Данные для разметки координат
"""

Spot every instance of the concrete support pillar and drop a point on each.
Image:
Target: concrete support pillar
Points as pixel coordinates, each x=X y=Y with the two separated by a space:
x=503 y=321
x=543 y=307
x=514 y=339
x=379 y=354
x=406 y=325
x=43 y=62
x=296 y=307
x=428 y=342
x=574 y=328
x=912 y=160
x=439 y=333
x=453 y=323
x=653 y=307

"""

■ Что нужно сделать:
Умножьте на 1,35 каждую координату точек в ответах и округлите результат до целого числа, округляя половины вверх. Приведите заново все строки полностью, не пропуская ни одной.

■ Ответ к заданию:
Spot every instance of the concrete support pillar and drop a point on each.
Image:
Target: concrete support pillar
Points as pixel coordinates, each x=X y=Y with the two separated by a space:
x=679 y=433
x=733 y=414
x=694 y=458
x=512 y=478
x=548 y=439
x=58 y=84
x=400 y=414
x=578 y=462
x=775 y=443
x=1231 y=216
x=593 y=450
x=612 y=436
x=882 y=414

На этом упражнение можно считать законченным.